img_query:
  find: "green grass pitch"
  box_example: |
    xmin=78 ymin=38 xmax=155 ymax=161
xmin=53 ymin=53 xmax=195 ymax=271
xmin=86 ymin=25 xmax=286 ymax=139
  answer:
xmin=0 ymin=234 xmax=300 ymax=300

==

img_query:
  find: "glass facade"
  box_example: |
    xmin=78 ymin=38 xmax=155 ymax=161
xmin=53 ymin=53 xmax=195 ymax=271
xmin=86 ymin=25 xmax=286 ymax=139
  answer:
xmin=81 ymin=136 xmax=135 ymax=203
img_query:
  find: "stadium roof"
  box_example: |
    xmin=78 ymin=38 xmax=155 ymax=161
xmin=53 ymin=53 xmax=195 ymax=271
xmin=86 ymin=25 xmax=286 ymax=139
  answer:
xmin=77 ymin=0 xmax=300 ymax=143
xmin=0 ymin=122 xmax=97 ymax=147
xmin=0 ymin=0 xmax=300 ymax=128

---

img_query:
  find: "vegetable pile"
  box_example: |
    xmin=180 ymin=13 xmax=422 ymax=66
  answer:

**Problem details**
List each line above that contains the string "find"; treat uppercase and lowercase as distinct.

**Full response**
  find: "green grass pitch"
  find: "glass facade"
  find: "stadium roof"
  find: "vegetable pile"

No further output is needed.